### PASSAGE
════════

Tuesday, October 17, 2023

This case addresses whether attorney’s fees are warranted due to an inequitable conduct and conflict of interest defense.

Background

UCANN filed suit in the District of Colorado in July 2018, accusing Pure Hemp of infringing the ’911 patent, entitled “Cannabis Extracts and Methods of Preparing and Using the Same.” The parties stipulated to the dismissal of this case in 2021. On April 14, 2021, Pure Hemp moved for an award of attorney fees pursuant to 35 U.S.C. § 285, 28 U.S.C. § 1927, and the district court’s inherent authority. Pure Hemp asserted that (1) UCANN’s prosecution counsel had allegedly committed inequitable conduct by copying text from a piece of prior art, U.S. Patent Publication No. 2004/0033280 (“Whittle”), into the specification of the ’911 patent and then not disclosing Whittle to the USPTO as prior art; and (2) UCANN’s litigation counsel, Cooley LLP, purportedly took conflicting positions in its representation of UCANN and another client, GW Pharma (the owner of Whittle). Pure Hemp timely appealed.

Issue(s)

Did the district court err in denying attorney’s fees for (1) failing to find Pure Hemp to be the prevailing party in the litigation; (2) not concluding that the undisputed facts establish inequitable conduct; and (3) not recognizing that UCANN’s attorneys had a conflict of interest for which they should be sanctioned?

Holding(s)

The district court did not err in finding that Pure Hemp was not entitled to attorney’s fees, though the district court did err in failing to find that Pure Hemp was the prevailing party.

════════

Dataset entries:
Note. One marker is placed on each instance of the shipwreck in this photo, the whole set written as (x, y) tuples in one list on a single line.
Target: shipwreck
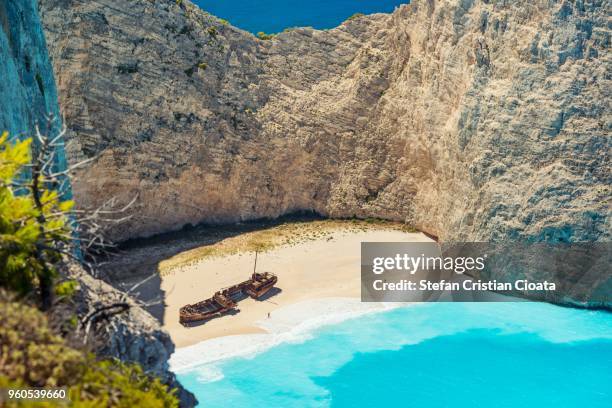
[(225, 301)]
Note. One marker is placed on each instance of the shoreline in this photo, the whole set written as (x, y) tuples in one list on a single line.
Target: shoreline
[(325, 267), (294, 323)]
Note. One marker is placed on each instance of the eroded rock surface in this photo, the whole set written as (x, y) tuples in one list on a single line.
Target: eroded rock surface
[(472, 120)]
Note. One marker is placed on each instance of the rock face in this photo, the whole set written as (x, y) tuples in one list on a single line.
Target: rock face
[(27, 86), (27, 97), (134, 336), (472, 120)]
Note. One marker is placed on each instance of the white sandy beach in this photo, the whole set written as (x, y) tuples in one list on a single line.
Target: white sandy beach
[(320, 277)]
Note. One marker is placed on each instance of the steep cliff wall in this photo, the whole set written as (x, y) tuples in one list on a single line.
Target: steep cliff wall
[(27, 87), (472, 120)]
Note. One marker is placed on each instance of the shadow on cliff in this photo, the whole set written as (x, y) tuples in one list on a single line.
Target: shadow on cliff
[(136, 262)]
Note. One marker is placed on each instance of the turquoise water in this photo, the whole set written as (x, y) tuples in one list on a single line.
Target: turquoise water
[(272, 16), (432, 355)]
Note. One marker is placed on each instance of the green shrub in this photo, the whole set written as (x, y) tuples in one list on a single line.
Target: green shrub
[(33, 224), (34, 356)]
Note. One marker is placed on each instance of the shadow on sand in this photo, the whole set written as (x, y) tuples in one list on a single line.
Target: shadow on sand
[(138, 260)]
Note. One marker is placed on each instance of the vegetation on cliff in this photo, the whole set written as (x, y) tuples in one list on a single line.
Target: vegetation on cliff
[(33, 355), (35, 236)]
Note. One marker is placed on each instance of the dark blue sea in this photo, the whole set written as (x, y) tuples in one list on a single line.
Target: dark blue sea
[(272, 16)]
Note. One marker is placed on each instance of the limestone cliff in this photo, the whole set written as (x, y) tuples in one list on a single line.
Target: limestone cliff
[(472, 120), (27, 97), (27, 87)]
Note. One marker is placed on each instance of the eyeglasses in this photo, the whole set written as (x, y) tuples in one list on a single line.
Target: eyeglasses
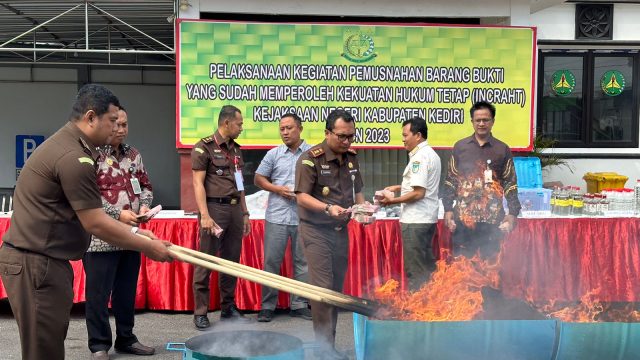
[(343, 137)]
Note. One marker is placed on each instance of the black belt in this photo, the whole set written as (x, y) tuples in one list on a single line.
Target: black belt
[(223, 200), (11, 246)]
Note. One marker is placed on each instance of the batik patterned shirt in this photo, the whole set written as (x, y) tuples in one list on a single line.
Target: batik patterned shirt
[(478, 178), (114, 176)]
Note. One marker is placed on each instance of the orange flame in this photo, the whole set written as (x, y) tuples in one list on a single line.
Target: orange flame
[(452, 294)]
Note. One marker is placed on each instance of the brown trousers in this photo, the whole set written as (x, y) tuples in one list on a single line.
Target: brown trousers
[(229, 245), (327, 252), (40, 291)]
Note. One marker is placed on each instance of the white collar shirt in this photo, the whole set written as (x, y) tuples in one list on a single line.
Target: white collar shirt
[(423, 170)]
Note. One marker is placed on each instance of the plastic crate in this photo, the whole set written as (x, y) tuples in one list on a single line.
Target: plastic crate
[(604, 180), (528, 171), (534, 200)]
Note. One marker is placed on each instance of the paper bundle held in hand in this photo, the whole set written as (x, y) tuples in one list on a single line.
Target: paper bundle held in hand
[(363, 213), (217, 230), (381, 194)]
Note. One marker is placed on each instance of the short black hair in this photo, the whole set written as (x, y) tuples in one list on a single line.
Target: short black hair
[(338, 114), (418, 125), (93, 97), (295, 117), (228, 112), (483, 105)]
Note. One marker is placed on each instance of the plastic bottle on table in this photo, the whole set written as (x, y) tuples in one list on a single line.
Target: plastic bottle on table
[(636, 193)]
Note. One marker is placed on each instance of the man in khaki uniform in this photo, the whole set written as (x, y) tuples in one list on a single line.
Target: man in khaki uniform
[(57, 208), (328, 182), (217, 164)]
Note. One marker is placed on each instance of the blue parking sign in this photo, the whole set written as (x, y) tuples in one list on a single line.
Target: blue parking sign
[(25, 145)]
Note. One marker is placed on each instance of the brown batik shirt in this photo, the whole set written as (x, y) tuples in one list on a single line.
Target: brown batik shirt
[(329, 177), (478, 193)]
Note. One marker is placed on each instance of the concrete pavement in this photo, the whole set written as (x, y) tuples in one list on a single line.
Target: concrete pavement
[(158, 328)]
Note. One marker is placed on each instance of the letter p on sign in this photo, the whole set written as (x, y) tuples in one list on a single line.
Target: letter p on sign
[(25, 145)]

════════

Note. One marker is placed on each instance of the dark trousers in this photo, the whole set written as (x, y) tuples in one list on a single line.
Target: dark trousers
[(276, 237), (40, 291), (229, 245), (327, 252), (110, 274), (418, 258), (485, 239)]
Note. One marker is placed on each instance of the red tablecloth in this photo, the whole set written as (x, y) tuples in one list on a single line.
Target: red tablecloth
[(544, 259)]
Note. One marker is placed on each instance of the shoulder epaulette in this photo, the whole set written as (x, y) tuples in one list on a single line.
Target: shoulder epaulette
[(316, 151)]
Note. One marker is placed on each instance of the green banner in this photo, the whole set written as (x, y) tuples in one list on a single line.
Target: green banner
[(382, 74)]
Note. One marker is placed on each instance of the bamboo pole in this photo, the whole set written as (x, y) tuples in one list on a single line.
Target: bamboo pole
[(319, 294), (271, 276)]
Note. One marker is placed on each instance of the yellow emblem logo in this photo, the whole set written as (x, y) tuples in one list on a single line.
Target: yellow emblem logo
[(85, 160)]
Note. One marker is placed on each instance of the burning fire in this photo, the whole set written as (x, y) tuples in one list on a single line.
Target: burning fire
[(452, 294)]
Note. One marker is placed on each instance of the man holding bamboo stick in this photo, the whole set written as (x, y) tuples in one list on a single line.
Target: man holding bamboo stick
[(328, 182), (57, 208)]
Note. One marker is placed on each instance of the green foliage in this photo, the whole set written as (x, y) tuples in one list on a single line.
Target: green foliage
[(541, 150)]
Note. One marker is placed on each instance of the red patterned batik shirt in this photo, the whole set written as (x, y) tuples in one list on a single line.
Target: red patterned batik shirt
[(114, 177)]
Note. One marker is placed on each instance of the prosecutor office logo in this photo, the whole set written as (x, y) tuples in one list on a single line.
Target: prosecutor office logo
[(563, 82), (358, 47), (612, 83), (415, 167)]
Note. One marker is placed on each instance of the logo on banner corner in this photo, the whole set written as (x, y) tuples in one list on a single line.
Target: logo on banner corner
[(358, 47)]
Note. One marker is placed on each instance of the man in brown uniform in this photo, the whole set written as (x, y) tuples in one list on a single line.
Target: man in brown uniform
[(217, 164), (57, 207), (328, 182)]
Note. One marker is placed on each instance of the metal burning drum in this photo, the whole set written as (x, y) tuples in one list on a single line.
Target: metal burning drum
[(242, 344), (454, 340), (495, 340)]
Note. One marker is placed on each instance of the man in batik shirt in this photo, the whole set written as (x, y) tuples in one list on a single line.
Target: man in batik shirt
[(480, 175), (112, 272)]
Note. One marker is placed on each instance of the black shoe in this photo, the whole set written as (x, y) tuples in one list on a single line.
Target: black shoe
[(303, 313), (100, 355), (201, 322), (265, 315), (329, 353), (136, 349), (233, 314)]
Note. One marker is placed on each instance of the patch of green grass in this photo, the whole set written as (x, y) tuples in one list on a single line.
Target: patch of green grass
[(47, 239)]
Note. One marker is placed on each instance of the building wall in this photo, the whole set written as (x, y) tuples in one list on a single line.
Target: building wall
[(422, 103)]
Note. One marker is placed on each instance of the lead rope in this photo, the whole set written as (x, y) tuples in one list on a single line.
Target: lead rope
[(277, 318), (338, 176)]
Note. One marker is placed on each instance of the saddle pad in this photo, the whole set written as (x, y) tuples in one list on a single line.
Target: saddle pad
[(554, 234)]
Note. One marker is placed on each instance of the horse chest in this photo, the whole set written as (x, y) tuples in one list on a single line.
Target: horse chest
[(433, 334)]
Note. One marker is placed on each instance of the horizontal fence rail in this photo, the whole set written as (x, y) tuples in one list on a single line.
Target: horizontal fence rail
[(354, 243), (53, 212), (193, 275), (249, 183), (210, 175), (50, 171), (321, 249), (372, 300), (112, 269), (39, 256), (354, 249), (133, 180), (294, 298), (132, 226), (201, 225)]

════════

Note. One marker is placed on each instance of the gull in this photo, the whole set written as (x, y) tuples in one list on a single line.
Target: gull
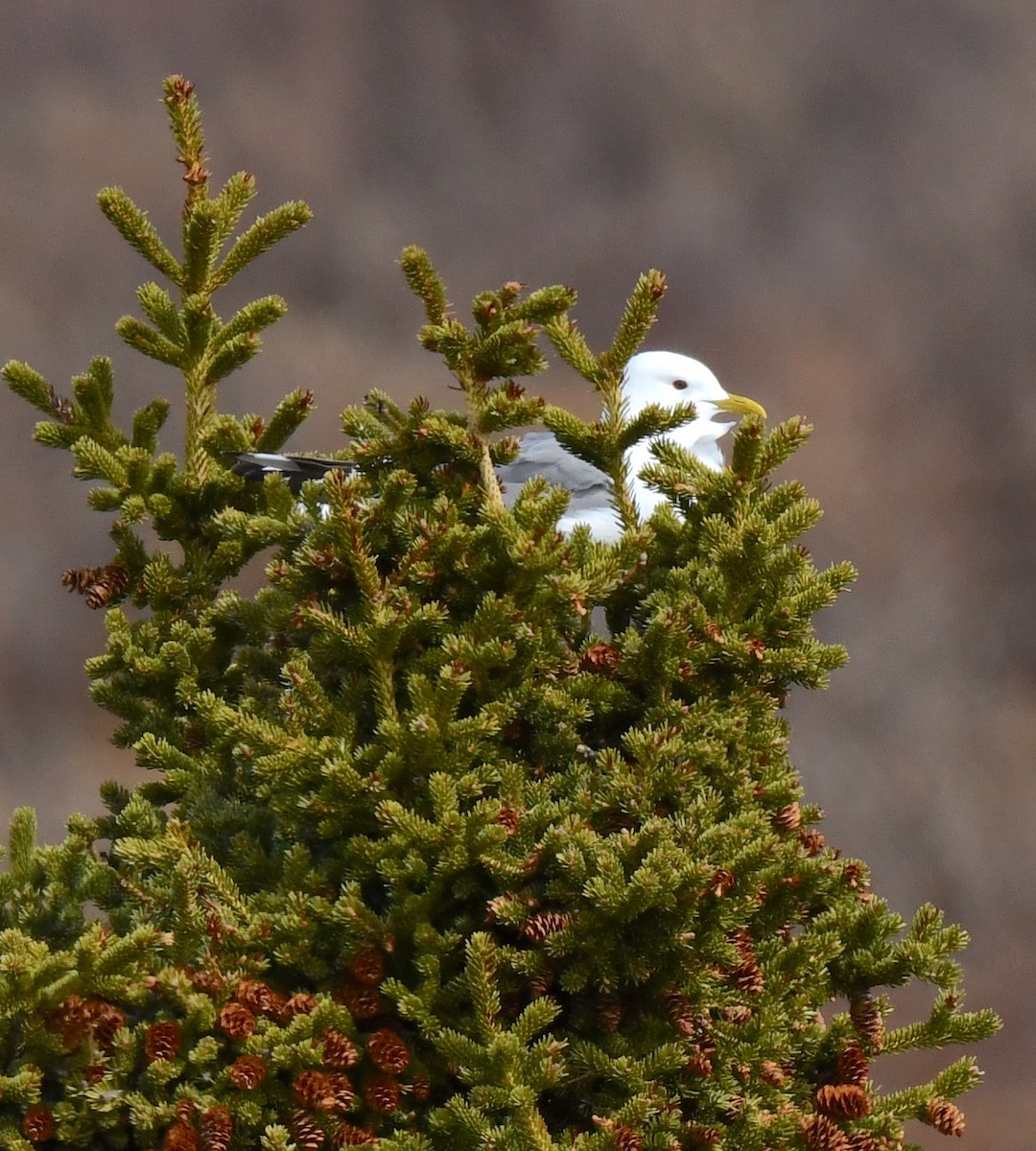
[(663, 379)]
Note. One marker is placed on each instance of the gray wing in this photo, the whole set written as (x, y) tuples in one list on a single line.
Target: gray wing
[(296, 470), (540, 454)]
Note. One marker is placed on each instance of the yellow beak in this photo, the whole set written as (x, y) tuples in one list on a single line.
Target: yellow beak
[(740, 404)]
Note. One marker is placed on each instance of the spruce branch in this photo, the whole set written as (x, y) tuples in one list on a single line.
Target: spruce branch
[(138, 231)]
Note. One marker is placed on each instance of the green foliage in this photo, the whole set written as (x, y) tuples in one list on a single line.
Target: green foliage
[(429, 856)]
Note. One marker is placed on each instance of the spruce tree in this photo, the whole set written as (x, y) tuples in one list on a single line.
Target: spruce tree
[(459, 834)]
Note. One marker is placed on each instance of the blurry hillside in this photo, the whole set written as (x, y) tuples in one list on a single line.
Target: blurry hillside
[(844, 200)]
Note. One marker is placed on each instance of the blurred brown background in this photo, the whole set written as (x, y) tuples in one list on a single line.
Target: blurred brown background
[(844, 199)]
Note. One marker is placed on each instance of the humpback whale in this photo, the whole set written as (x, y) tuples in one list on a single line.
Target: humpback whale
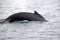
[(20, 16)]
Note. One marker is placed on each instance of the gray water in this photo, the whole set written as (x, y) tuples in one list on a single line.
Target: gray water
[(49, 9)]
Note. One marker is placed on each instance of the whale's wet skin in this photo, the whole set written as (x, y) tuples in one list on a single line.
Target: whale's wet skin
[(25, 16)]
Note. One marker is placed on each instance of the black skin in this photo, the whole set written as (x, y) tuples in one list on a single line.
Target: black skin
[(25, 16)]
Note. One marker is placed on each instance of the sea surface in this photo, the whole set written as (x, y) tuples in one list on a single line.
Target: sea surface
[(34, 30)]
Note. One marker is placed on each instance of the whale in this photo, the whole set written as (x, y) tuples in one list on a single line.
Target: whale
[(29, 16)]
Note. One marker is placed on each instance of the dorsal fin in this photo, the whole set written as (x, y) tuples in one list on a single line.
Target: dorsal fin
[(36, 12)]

════════

### AIM OF THE TASK
Answer these questions on the case summary:
(a) In what month and year, and in which district, did UCANN file suit?
(b) Which law firm acted as UCANN's litigation counsel?
(c) According to the holding, on what point did the district court err?
None of the entries are needed here.

### OUTPUT FOR THIS TASK
(a) July 2018, in the District of Colorado.
(b) Cooley LLP.
(c) It erred in failing to find that Pure Hemp was the prevailing party.